Brano fornito:
·····

Nel documento i 300 miliardi sono però un impegno giuridicamente vincolato, che i paesi in via di sviluppo possono esigere, mentre i 1300 miliardi sono una vaga aspirazione, quasi un auspicio, niente che abbia valore legale. Il diplomatico dell'Uganda Adonia Ayebare, che negoziava a nome del G77, il più grande gruppo dei paesi in via di sviluppo, aveva ribadito: «Vogliamo vedere i triliardi nel titolo di questa COP». Li hanno avuti, ma è solo un titolo esca come quelli di certi siti spazzatura, perché quello che riceveranno davvero sono 300 miliardi.
Un altro tema discusso era come fornire ai paesi in via di sviluppo finanza climatica di qualità, che fosse basata prevalentemente su sovvenzioni pubbliche a fondo perduto e non su prestiti o investimenti privati, soprattutto per i progetti più difficili da finanziare sul mercato, come quelli di adattamento, che sono costosi, urgenti e non prevedono ritorno economico. «Siamo qui per conservare l'integrità dell'accordo di Parigi», aveva detto Cedric Schuster, il ministro dell'ambiente di Samoa, rappresentante delle piccole nazioni insulari. Nell'articolo 9 del trattato sul clima c'è scritto esplicitamente che i paesi industrializzati sono obbligati a fornire aiuto finanziario contro la crisi climatica. «Voi non siete donatori, questa non è beneficenza», è stato un mantra di questa COP29. Schuster aveva ragione dal punto di vista legale, ma i tempi politici sono cambiati, anche nella percezione delle democrazie occidentali su quanto sia legittimo spendere in clima.
E quindi nell'accordo finanziario siglato a Baku i 300 miliardi verranno non solo dai bilanci pubblici ma «da un'ampia varietà di fonti», una formula che piace ai paesi ricchi (perché scarica i budget da parte degli obblighi) e spaventa quelli poveri, che vedono i loro bisogni climatici affidati alle incertezze del mercato, dei tassi di interesse, delle banche multilaterali di sviluppo come la Banca mondiale. In sostanza, i soldi che i paesi vulnerabili portano a casa sono pochi rispetto ai bisogni, arriveranno tardi, cioè nella loro interezza a metà del prossimo decennio, quando la crisi climatica sarà molto più grave di quella che sperimentano oggi, e da fornitori incerti e costosi per la parte privata.
Tra i punti che hanno sbloccato il negoziato c'è stata la proposta di una roadmap Baku-to-Belém (dove si tiene la prossima COP) per rivalutare gli impegni, una quota triplicata di fondi per adattamento e un canale di accesso speciale per i Least Developed Countries (i paesi meno sviluppati) e le Small Nation Developing Islands (le nazioni insulari), la cinquantina di paesi da Afghanistan a Samoa, da Malawi alle isole caraibiche che se la stanno vedendo peggio con il clima. Non è stato però sufficiente per non farli tornare a casa infuriati e delusi.

·····

Materiale di partenza:
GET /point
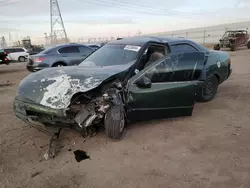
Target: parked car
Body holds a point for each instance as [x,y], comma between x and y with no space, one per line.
[3,57]
[60,55]
[35,50]
[124,81]
[234,39]
[16,54]
[94,46]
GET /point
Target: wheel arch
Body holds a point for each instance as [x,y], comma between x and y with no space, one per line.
[59,62]
[218,77]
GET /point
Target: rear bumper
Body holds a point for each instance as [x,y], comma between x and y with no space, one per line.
[229,71]
[33,113]
[36,67]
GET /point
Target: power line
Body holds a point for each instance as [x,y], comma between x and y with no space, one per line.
[158,9]
[113,5]
[6,3]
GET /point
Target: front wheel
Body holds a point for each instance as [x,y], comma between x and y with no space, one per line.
[248,45]
[114,122]
[233,48]
[209,89]
[21,59]
[217,47]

·····

Esercizi:
1. Che ruolo ha Cedric Schuster secondo il brano sulla COP29?
2. Riscrivi identiche tutte le righe che seguono il brano sulla COP29, senza riportare le immagini.

Risposte per esercizio:
1. È il ministro dell'ambiente di Samoa e rappresenta le piccole nazioni insulari.

2.
GET /point
Target: parked car
Body holds a point for each instance as [x,y], comma between x and y with no space, one per line.
[3,57]
[60,55]
[35,50]
[124,81]
[234,39]
[16,54]
[94,46]
GET /point
Target: wheel arch
Body holds a point for each instance as [x,y], comma between x and y with no space, one per line.
[59,62]
[218,77]
GET /point
Target: rear bumper
Body holds a point for each instance as [x,y], comma between x and y with no space, one per line.
[229,71]
[33,113]
[36,67]
GET /point
Target: power line
Body holds a point for each instance as [x,y], comma between x and y with no space, one per line.
[158,9]
[113,5]
[6,3]
GET /point
Target: front wheel
Body holds a point for each instance as [x,y], comma between x and y with no space, one per line.
[248,45]
[114,122]
[233,48]
[209,89]
[21,59]
[217,47]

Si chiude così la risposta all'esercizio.